▶ _RECORDS FOR PROCESSING_:
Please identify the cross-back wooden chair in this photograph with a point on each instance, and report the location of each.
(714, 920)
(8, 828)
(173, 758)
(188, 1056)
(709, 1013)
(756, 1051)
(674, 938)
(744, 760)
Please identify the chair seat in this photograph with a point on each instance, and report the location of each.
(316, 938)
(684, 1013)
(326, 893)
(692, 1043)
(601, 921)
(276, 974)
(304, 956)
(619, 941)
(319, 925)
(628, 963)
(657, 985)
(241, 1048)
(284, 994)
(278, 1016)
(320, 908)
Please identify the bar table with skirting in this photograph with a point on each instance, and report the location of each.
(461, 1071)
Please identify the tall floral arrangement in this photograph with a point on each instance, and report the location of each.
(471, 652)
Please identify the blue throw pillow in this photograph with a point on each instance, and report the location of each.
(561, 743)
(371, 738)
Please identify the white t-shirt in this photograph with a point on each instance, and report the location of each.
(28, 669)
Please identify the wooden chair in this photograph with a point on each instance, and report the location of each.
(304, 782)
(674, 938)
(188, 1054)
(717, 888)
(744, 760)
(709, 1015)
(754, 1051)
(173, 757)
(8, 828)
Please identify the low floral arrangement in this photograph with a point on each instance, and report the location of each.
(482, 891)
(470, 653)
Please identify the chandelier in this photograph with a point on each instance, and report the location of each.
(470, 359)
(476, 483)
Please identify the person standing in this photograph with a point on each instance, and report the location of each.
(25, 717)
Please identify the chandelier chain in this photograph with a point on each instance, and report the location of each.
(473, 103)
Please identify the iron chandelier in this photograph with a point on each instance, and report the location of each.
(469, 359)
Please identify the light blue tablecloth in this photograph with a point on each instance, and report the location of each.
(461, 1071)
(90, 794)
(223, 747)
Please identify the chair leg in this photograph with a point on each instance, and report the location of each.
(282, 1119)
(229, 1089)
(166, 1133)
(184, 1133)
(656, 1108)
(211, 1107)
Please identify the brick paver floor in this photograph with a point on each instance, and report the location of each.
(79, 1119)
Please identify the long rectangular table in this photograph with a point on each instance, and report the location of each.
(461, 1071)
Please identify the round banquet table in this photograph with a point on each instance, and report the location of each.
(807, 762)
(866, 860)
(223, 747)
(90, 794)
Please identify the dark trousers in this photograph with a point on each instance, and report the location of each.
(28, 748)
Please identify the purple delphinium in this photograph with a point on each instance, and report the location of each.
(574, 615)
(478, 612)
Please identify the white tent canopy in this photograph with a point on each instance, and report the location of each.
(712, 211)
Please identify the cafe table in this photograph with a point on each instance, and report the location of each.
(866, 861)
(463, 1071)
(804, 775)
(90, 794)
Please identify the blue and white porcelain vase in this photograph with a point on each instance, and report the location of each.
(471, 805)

▶ _WHAT IS NEEDED_: Give back exactly the lines that run from the line with "Please identify the iron" through the close of the material, counting both ends, and nothing more.

▶ _THE RESPONSE_:
Please identify the iron chandelier in this photograph with a point on each instance, and report the location of each.
(469, 359)
Please identify the light blue tablecloth in this photograph with a point on each instance, and report the location of each.
(461, 1071)
(90, 794)
(223, 747)
Please identify the chair leg in this photograph with a point on each instance, and report the location of each.
(282, 1119)
(229, 1089)
(166, 1133)
(184, 1133)
(656, 1108)
(211, 1107)
Please identify the brick paver floor in this photograph with a point on each instance, and report the location of each.
(79, 1119)
Please identify the long rectangular table in this photograph with a point on each instance, and report the location of each.
(461, 1071)
Please identify the round banquet table in this photograph with a point on each instance, and report the location of each.
(807, 762)
(866, 860)
(223, 747)
(90, 794)
Please identify the dark trousers in this photograph with a point on each instance, and report the location of each.
(28, 748)
Please identify the purple delphinium in this photograph with a point on each instance, and report the location of each.
(574, 615)
(478, 612)
Please identify the white tent canopy in this photograph with a point on each instance, and report the location of each.
(712, 211)
Please identify the cafe table in this photograph with a point on each instance, and report the location of each.
(866, 861)
(463, 1071)
(804, 775)
(90, 794)
Please identify the blue and white porcelain vase in this photograph with a point on each instance, and report the location of each.
(471, 805)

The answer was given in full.